**Set problem A**:
Write out the part of the rarefaction article that begins at the words "Understanding Rarefaction and" and stops after "on equal footing.", and swap "equal footing" for "even terms".
**Set problem B**:
According to the rarefaction article, to what does rarefaction downscale diversity estimates?
begin Passage to read
Rarefaction and Extrapolation of Species Diversity Estimation with Camera Trap Data using ct R package
Source:vignettes/articles/rarefaction_and_extrapolation.Rmd
rarefaction_and_extrapolation.RmdSpecies diversity estimation is a fundamental aspect of camera trap
ecology, but comparing diversity across sites with different sampling
efforts can be challenging. The ct package provides a
solution by implementing interpolation and extrapolation framework
specifically designed for camera trap data.
Understanding Rarefaction and Extrapolation
Rarefaction downscales diversity estimates to a common, smaller sample size, answering the question: “How many species would we expect if we had sampled less intensively?” This technique helps compare diversity between well-sampled and poorly-sampled sites on equal footing.
end Passage to read
begin Information shown
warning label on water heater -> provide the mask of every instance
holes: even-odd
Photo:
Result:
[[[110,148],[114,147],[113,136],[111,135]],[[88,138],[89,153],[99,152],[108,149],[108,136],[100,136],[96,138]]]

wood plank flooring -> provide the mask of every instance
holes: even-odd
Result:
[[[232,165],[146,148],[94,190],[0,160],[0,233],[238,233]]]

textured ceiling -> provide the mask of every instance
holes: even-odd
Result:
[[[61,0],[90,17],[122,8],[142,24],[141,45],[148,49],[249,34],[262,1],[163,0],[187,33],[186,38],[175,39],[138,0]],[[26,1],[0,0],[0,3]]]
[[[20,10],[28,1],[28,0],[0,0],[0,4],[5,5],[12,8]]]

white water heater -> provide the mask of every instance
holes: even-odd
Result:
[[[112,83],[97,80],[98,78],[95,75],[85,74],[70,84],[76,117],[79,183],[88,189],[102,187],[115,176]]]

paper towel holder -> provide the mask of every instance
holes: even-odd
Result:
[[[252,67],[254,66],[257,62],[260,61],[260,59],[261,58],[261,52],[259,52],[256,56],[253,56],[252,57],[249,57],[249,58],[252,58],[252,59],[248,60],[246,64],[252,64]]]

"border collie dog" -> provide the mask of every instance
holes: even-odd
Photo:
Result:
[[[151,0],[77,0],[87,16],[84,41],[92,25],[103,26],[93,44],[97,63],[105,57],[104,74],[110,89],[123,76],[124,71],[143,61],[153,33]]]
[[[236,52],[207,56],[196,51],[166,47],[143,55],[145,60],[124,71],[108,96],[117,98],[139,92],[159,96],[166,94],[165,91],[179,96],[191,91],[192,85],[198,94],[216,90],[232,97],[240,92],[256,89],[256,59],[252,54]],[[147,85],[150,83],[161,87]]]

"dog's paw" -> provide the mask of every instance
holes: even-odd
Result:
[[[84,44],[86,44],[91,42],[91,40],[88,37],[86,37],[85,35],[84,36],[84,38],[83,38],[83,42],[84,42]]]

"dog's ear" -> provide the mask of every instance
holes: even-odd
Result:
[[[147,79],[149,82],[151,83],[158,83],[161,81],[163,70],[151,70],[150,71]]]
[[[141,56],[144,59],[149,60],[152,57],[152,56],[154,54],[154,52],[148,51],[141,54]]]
end Information shown
**Full response A**:
Understanding Rarefaction and Extrapolation
Rarefaction downscales diversity estimates to a common, smaller sample size, answering the question: “How many species would we expect if we had sampled less intensively?” This technique helps compare diversity between well-sampled and poorly-sampled sites on even terms.

**Full response B**:
To a common, smaller sample size.